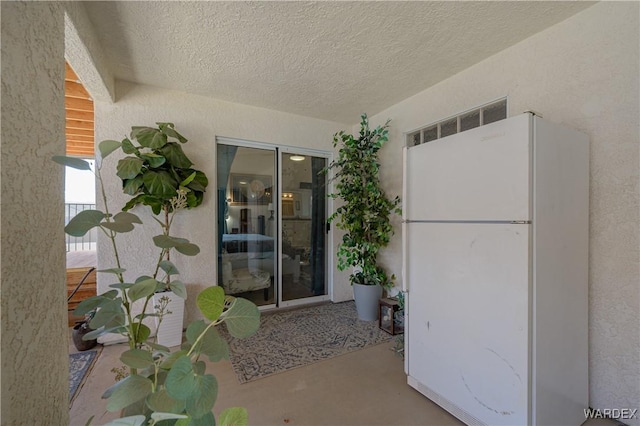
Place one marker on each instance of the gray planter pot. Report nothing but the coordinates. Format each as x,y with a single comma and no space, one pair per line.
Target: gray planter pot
367,298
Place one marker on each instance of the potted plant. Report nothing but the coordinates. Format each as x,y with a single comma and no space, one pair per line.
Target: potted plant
364,214
157,173
160,385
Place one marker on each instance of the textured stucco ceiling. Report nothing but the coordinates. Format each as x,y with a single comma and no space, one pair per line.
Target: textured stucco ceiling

* Requirement
Copy the listing above line for line, without changing any wording. Leave out the pictures.

* Solution to this exercise
Place one marker on each instance of the gray planter pot. Report nothing but the coordinates. Format each as x,y with a single comma and no space, one pair per line.
Target: gray planter pot
367,298
Place one marker on each instance of the potted plant. Report nothing but the coordinates. Format each as x,y with a single comma and no space, one pair per line.
Target: potted plant
364,214
157,173
160,385
Place one marker on each instance of the textured stucco ceiling. Report nothing but the coordinates. Format each as x,y with a single comma and no space, one pair per line.
Target: textured stucco ceiling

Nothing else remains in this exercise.